• **出題 1**:
無洗米についての本文で、小玉酒造から届いたお中元には何が入っていたか。
• **出題 2**:
無洗米についての本文を、最後の文の後から書き継いでください。

• **本文**:
■ ■ ■

写真付きで日記や趣味を書くならgooブログ

無洗米

2006-11-30 11:44:31 | 

天功の蔵元、小玉酒造から今年もお中元を頂いた。味噌と醤油とあきたこまちの無洗米だった。天功を注文するたびに大潟村で生産した米の宣伝が入っていたが、米は、ずっと小田原の農家が生産した「きぬひかり」を使っているので、そのままにしていた。無洗米のあきたこまちはお味見にということなのだろう。

無洗米が売り出されたときから、知ってはいたが、わざわざ無洗米にしてくれなくても自分で研ぐことができると無視していた。お米を研ぐのが面倒だと思っている人たち向けのものだと思っていたことは確かである。だから手にはもちろん、見もしなかった。

で、頂いた無洗米を炊いてみた。ウチは陶器の釜を使っている。米袋に書いてあるように、釜に分量の米を入れ、やや少な目の水を入れ、50分浸しておく。いつものように炊いた。ちょっと固めだったが、ご飯は美味しかった。翌日は通常の分量の水で炊いてみた。美味しい。米が美味しいのかも。

やっと無洗米に関心がわいたので調べてみた。全国無洗米協会というのがあって、解説が出ていた。

■ ■ ■

• **項目**:
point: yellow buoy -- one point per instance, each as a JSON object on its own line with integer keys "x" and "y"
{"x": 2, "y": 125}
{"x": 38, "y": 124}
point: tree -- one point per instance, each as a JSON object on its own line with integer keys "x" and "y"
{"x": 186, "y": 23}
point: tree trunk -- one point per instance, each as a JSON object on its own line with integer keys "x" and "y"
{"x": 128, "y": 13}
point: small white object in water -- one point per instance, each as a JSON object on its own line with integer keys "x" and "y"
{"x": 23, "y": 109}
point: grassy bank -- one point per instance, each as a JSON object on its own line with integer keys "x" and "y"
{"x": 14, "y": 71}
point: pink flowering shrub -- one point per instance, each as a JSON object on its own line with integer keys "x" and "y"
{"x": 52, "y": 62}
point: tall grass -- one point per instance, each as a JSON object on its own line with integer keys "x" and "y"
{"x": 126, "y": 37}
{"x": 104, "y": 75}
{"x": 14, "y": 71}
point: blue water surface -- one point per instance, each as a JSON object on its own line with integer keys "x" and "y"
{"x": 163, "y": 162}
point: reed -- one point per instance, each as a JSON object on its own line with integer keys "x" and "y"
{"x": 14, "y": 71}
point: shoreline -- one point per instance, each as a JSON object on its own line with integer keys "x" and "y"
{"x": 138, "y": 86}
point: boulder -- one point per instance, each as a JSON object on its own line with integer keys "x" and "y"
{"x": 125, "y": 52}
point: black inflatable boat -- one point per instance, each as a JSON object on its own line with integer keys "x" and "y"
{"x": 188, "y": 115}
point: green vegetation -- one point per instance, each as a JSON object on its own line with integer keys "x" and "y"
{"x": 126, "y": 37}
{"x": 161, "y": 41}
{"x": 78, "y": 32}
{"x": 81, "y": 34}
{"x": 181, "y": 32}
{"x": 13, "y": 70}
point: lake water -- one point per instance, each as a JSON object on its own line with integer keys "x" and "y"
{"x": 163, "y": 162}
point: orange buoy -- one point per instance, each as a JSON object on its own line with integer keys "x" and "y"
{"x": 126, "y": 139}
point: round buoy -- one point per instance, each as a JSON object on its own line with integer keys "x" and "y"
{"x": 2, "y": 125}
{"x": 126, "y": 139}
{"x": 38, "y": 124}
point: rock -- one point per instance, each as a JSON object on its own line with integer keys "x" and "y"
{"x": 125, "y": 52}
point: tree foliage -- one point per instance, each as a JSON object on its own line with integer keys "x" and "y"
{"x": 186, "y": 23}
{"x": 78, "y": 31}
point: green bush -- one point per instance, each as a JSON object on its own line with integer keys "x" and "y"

■ ■ ■

• **解答 1**:
味噌と醤油とあきたこまちの無洗米。

• **解答 2**:
興味のある方はここをどうぞ

http://www.musenmai.com/musenmai.html

無洗米の作り方は糠で削るというのは知っていたが、他にも方法があるようだ。もうひとつ無洗米はリサイクルに役立っているということだった。これはもう一度考え直してもいいことだろう。

無洗米の能書きを読むとメリットばかりだ。ならどうしてもっと普及しないのだろうか。そこでデメリットを考えてみた。

たぶん、設備投資にお金がかかるのではないだろうか。それがお米の単価にかかってくる、お米は主食だから、研ぐ手間の方を選ぶのだろう。環境汚染と言っても、確かに負荷はかかるが、それでも化学物質ではない。

それと健康志向で玄米や胚芽米や、七分つき米を好む人も増えているから、あえて無洗米を使う必要はないのかも。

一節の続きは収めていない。